◆ Saved entries:
....

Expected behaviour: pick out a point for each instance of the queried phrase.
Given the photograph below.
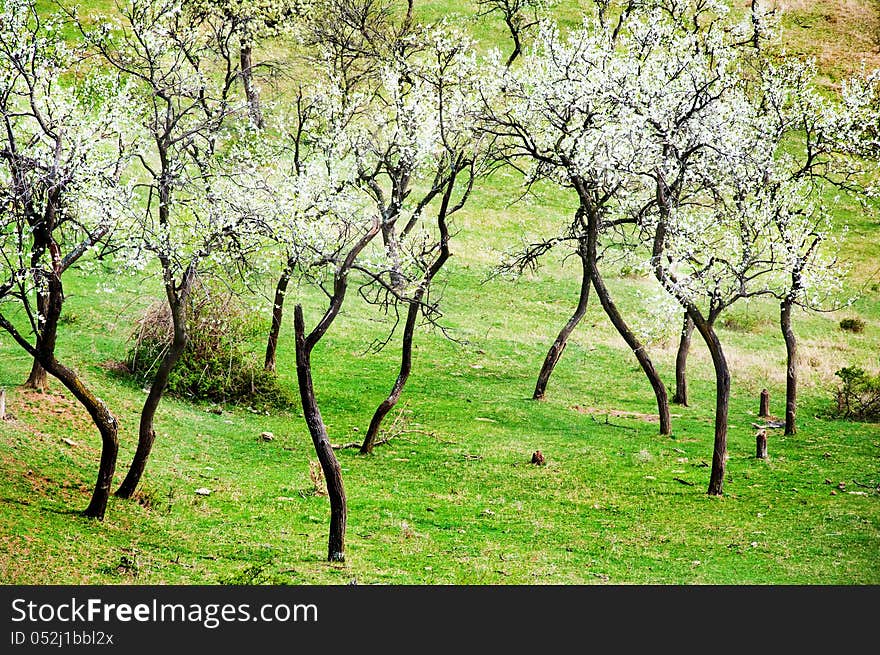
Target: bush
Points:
(858, 398)
(215, 366)
(852, 324)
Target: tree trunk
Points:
(146, 432)
(97, 409)
(764, 405)
(555, 352)
(250, 90)
(318, 431)
(277, 317)
(37, 379)
(761, 444)
(722, 403)
(405, 367)
(790, 369)
(636, 346)
(684, 346)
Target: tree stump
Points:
(761, 444)
(764, 411)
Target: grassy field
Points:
(453, 498)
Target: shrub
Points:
(215, 366)
(858, 397)
(852, 324)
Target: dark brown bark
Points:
(555, 352)
(250, 90)
(710, 337)
(761, 444)
(637, 348)
(616, 318)
(277, 318)
(318, 431)
(764, 406)
(791, 371)
(403, 375)
(101, 416)
(684, 346)
(409, 327)
(304, 343)
(146, 431)
(722, 403)
(37, 378)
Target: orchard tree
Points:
(519, 16)
(247, 23)
(564, 117)
(192, 213)
(61, 155)
(417, 150)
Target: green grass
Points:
(453, 499)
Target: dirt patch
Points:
(618, 413)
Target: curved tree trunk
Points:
(791, 367)
(318, 431)
(405, 367)
(250, 89)
(555, 352)
(146, 432)
(722, 403)
(277, 318)
(97, 409)
(684, 346)
(37, 379)
(633, 342)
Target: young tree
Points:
(248, 23)
(61, 154)
(564, 112)
(192, 213)
(417, 152)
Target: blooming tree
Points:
(194, 212)
(564, 112)
(61, 155)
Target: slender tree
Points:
(60, 163)
(189, 214)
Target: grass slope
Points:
(453, 498)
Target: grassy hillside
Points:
(453, 498)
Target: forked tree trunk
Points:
(555, 352)
(250, 89)
(409, 327)
(684, 346)
(146, 431)
(637, 347)
(318, 431)
(388, 404)
(790, 369)
(722, 403)
(101, 416)
(277, 318)
(614, 315)
(38, 378)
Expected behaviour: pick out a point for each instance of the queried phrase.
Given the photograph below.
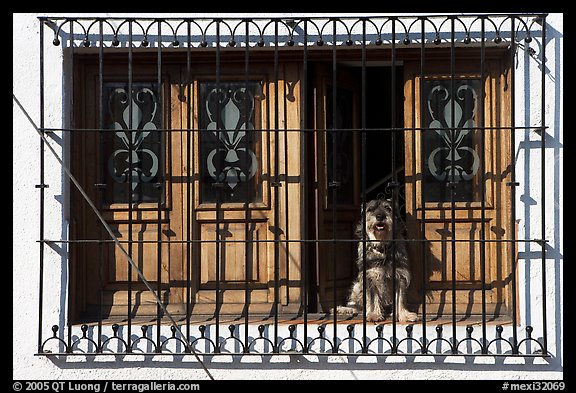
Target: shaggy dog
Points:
(379, 270)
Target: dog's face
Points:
(379, 219)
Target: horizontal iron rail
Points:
(300, 241)
(110, 130)
(307, 18)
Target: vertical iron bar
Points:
(543, 185)
(334, 179)
(482, 130)
(247, 215)
(424, 244)
(286, 201)
(189, 209)
(304, 97)
(365, 339)
(41, 229)
(218, 193)
(160, 188)
(129, 186)
(395, 304)
(276, 191)
(453, 178)
(513, 187)
(69, 285)
(100, 181)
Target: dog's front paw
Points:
(407, 316)
(374, 317)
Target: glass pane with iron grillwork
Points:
(451, 144)
(133, 159)
(230, 149)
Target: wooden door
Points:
(481, 163)
(129, 176)
(335, 140)
(243, 135)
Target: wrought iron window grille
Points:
(306, 40)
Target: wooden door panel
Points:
(233, 258)
(467, 254)
(480, 159)
(145, 255)
(249, 149)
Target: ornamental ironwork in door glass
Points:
(133, 159)
(229, 146)
(451, 143)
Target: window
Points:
(235, 176)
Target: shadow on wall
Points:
(530, 148)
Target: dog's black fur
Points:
(377, 253)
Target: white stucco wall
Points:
(26, 249)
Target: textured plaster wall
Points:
(26, 249)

....

◆ Task brief:
The lines from the one containing "Target: window" through the last line of the records are to be transcribed exactly, with nothing else added.

◆ Task solution:
Target: window
Points:
(235, 176)
Target: shadow on wall
Points:
(530, 148)
Target: dog's black fur
Points:
(377, 253)
Target: white stucco wall
Points:
(26, 249)
Target: textured plaster wall
Points:
(26, 249)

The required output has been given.